Extrait du texte ->
::::

Possibilité de s’adresser à son supérieur

Mieux vaut tard que jamais. Sonnée, la direction a fait appel à Eric Albert, le fondateur de l’Institut français d’action sur le stress, une sommité sur le sujet, pour orchestrer une négociation avec les partenaires sociaux. Un audit national sur le modèle de celui lancé par Renault en 2007 sera en outre commandé à un cabinet externe. Egalement au programme, le recrutement de 100 responsables des ressources humaines de proximité et, confie Pierre-Louis Wenes, directeur exécutif pour la France,  » la possibilité pour les salariés de s’adresser à tout moment à leur supérieur « . Enfin, les mobilités sont suspendues jusqu’au 31 octobre prochain. Est-ce la fin des réorganisations ? Un  » scénario inenvisageable, ou alors la concurrence doit être gelée et la technologie cesser d’évoluer « , déclare Olivier Barberot.  » Si l’on devait créer une entreprise comme France Télécom aujourd’hui, elle emploierait 30 % de salariés en moins « , explique un responsable régional. Le groupe n’a pas fini de panser des plaies.

::::

Données fournies ->
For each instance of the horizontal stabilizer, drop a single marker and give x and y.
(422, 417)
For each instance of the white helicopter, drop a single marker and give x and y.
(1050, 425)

::::

Problème à résoudre ->
Répondez, s'il vous plaît, à ces questions sur l'extrait :
1. À qui la direction a-t-elle fait appel pour orchestrer une négociation avec les partenaires sociaux ?
2. Combien de responsables des ressources humaines de proximité doivent être recrutés ?
3. Jusqu'à quelle date les mobilités sont-elles suspendues ?

Solution proposée ->
1. À Eric Albert, le fondateur de l'Institut français d'action sur le stress.
2. 100.
3. Jusqu'au 31 octobre prochain.